Type out every line below exactly as it reads.

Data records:

────

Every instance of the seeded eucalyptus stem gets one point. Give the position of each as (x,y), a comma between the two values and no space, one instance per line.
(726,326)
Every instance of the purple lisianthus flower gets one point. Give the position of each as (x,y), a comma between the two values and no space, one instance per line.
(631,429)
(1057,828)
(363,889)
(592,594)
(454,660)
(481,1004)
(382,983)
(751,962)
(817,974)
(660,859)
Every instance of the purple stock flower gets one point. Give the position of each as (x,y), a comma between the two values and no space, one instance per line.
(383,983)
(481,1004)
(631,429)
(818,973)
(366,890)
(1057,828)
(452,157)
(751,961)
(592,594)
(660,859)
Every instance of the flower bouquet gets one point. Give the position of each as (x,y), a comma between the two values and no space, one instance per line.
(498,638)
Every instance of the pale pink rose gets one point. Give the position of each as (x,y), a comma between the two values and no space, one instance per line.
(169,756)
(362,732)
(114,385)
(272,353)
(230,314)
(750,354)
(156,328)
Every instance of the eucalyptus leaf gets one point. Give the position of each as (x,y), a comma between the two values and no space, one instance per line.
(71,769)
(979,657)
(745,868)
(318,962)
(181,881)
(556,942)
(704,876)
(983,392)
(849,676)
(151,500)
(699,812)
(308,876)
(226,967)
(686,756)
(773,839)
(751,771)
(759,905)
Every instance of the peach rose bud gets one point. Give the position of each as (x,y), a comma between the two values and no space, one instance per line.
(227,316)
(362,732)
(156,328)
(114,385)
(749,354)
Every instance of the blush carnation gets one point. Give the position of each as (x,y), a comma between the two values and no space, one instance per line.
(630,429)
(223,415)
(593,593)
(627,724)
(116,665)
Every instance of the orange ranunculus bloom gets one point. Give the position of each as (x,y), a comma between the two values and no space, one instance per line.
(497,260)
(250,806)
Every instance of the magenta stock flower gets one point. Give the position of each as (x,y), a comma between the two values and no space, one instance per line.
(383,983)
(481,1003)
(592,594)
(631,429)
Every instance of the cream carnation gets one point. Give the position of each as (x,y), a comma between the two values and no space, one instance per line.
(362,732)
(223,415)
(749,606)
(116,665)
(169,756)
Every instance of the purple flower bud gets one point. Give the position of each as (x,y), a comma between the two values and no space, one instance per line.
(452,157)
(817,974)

────

Task output:
Every instance of the seeded eucalyptus stem gets one point. Give the position of each as (x,y), a comma between the two values and no space, one instance per line.
(726,326)
Every instance of the purple lisianthus flower gets one point. Give the position of each as (x,y), a comma between the two values and no space, one instance per line.
(631,429)
(1057,828)
(363,889)
(592,594)
(454,660)
(481,1004)
(382,983)
(751,962)
(817,974)
(660,859)
Every instance of the purple stock flower gets one point. Give the position of each as (x,y), a comma between the two values and no space, one instance per line.
(383,983)
(481,1004)
(631,429)
(818,973)
(366,890)
(1057,828)
(452,157)
(751,961)
(592,594)
(660,859)
Every instance of the flower bouquet gets one point. Give the position of each as (x,y), a comma between the two values and no space, one instance per line.
(498,638)
Every instance of the pale pink rose gets one point. Give the position of each as (x,y), a comma between the two values and no space, one instance per line.
(169,756)
(362,732)
(114,385)
(272,353)
(230,314)
(750,354)
(156,328)
Every instance of the eucalyptus leaf gets one point. Give the position of each as (x,y), a comma between the two values and no space, one instance per line.
(71,769)
(979,657)
(745,868)
(318,962)
(181,881)
(556,942)
(704,876)
(983,392)
(849,676)
(151,500)
(699,812)
(308,876)
(226,967)
(686,756)
(773,839)
(751,771)
(759,905)
Every instance of the peach rose bud gets one point. Give the position of each as (x,y), a comma between the two values and no space, one instance per line.
(227,316)
(362,732)
(156,328)
(114,385)
(749,354)
Every instance of the blush carnation gets one point. Give the position of each as (x,y), a comma between the two values and no space, one instance per line.
(630,429)
(223,415)
(593,593)
(627,724)
(116,665)
Every instance of the orange ranunculus bloom gets one point. Give the position of each as (x,y), a comma between the two values and no space, one instance per line.
(497,260)
(250,806)
Every instance of the magenta stock flower gets one point. Give the position of each as (x,y), a comma between the two values and no space, one instance per line.
(383,983)
(481,1003)
(592,594)
(631,429)
Every instance of the cream carnation gets one point. Give the position of each as (x,y), a comma between the two values and no space, one instance per line.
(362,732)
(223,415)
(749,606)
(116,665)
(169,756)
Every instance of the purple flower bud gets one point. Give the position of each as (x,y), a comma between the two values and no space, one instance per line.
(452,157)
(817,974)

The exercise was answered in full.